EXERCISE OBJECTIVE: Reproduce every line of the material below without changing a single character.

Stored data entries:
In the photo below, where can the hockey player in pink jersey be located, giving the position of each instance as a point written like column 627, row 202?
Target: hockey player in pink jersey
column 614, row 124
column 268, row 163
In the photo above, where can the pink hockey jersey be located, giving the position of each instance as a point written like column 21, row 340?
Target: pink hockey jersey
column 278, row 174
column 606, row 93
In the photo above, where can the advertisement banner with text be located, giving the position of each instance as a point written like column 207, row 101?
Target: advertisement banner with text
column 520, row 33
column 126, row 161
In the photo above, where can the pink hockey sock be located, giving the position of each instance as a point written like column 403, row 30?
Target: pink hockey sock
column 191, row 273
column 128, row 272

COMPLETED EXERCISE:
In the photo below, where can the hockey player in pink jersey be located, giving the position of each instance as a point written like column 627, row 202?
Target: hockey player in pink jersey
column 614, row 124
column 268, row 163
In the photo above, where can the pink hockey jersey be located, giving the position of each instance as a point written like column 21, row 340?
Target: pink hockey jersey
column 278, row 174
column 606, row 93
In the photo above, where can the advertisement banner with text be located, giving the position of each instance as a point written like column 207, row 101?
Target: advertisement banner with text
column 520, row 33
column 126, row 161
In the photo above, where can the pink hockey sock be located, giving the position of each instance as a point written like column 403, row 30?
Target: pink hockey sock
column 191, row 273
column 128, row 272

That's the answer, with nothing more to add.